▸ DATA SUPPLIED:
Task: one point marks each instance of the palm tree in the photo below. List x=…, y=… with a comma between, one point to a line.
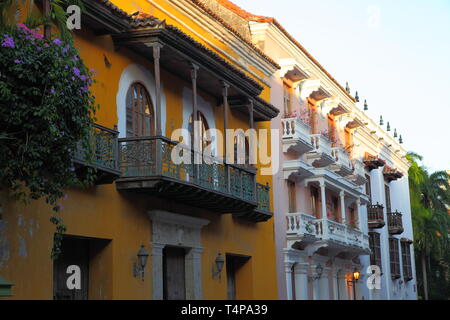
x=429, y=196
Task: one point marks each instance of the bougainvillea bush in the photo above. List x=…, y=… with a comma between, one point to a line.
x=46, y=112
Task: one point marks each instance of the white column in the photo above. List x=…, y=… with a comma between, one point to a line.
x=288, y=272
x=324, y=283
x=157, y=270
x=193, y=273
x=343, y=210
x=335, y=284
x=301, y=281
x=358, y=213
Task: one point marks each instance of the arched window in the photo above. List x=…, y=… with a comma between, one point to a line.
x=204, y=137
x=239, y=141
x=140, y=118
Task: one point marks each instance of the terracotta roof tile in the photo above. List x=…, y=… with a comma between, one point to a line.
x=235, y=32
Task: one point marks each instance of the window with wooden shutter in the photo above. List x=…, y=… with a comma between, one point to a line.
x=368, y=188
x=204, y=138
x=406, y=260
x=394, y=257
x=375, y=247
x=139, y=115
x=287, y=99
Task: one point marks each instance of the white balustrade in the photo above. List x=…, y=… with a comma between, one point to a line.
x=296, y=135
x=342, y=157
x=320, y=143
---
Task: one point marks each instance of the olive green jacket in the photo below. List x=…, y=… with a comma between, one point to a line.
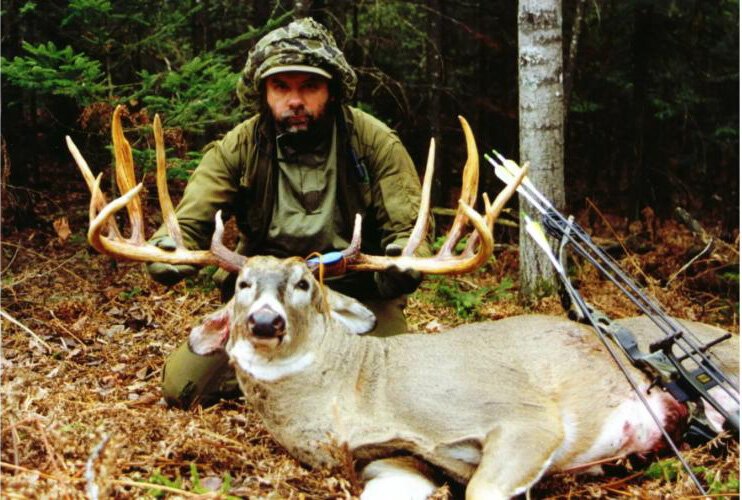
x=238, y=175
...
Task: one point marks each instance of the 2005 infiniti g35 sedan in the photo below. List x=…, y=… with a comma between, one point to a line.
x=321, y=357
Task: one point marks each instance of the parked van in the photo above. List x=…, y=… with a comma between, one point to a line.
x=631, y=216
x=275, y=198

▸ JOB: Arrange the part of the records that opens with the line containing "Task: one point marks each instance of the parked" and closes with the line containing "x=275, y=198" as a numbered list, both of those lines included and blank lines left out.

▸ SOLUTION TO THIS EXERCISE:
1. Task: one point marks each instance of the parked van in the photo above. List x=…, y=… with a comma between, one point to a line.
2. x=631, y=216
3. x=275, y=198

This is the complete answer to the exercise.